• **练习说明**:
把材料中从含“In this picture, where can the asphalt”的那一行起、直到材料末尾的各行重新写出，请求照原样保留，答案里的坐标一律乘以1.45后按四舍五入取整（恰好为0.5时进位）。只输出这些行。

• **本题材料**:

□ □ □ □ □

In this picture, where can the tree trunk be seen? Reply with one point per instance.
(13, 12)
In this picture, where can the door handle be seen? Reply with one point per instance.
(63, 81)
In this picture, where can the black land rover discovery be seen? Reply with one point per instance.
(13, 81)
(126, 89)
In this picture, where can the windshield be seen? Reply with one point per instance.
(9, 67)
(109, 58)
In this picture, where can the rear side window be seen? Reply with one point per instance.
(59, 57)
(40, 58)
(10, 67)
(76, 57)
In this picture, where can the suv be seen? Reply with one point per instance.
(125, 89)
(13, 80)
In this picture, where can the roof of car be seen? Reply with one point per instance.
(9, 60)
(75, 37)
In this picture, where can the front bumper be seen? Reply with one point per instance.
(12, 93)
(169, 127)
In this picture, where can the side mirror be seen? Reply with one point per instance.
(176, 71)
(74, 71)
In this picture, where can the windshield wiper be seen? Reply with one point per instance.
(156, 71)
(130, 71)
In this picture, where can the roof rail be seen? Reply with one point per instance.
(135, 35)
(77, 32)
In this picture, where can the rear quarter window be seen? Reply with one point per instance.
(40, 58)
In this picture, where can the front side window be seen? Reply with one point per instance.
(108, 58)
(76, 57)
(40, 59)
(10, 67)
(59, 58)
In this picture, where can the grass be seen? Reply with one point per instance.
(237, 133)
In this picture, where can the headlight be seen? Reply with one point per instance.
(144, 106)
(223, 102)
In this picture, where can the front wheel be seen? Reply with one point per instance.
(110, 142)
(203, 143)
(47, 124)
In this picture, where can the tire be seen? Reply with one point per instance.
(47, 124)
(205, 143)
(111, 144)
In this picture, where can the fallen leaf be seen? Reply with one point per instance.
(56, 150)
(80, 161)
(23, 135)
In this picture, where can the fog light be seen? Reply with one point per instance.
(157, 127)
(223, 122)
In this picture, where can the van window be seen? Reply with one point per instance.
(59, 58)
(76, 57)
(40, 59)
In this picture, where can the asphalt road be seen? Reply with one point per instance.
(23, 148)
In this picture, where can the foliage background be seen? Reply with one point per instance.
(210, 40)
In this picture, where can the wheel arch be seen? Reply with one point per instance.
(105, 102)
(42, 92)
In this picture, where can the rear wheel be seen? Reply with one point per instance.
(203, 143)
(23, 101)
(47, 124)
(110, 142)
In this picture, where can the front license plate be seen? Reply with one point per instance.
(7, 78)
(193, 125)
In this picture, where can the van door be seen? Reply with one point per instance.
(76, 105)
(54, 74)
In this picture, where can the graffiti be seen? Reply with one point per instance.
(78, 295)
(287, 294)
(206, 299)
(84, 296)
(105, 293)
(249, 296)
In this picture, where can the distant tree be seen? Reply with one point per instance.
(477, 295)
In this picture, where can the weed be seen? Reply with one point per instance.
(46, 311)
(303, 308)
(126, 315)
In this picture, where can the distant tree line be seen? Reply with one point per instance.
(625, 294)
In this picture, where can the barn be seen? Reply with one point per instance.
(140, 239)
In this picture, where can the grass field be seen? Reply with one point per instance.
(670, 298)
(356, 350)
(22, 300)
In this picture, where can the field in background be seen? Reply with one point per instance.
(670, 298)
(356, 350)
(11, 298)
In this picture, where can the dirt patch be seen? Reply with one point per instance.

□ □ □ □ □

• **本题答案**:
In this picture, where can the asphalt road be seen? Reply with one point per instance.
(33, 215)
In this picture, where can the foliage background be seen? Reply with one point per instance.
(305, 58)
In this picture, where can the wheel arch be seen? Reply with one point per instance.
(152, 148)
(61, 133)
In this picture, where can the rear wheel be seen? Reply with one point per instance.
(294, 207)
(33, 146)
(68, 180)
(160, 206)
In this picture, where can the front license plate be seen? Reply with one point per instance.
(10, 113)
(280, 181)
In this picture, where can the van door be seen? Reply with one point per instance.
(110, 152)
(78, 107)
In this picture, where can the graffiti be seen? Reply with one point per instance.
(113, 428)
(416, 426)
(299, 434)
(122, 429)
(152, 425)
(361, 429)
In this picture, where can the distant tree be seen? Reply with one point per instance.
(692, 428)
In this picture, where can the weed be seen? Reply with one point per instance.
(67, 451)
(439, 447)
(183, 457)
In this picture, where can the distant tree line be seen? Reply with one point per instance.
(906, 426)
In this picture, where can the barn be seen? Reply with one point per instance.
(203, 347)
In this picture, where can the grass field be seen? Reply with one point per instance.
(972, 432)
(516, 508)
(32, 435)
In this picture, where can the field in background be seen? Reply with one point per instance.
(972, 432)
(516, 508)
(16, 432)
In this picture, where can the dirt patch be seen? Reply with one point per instance.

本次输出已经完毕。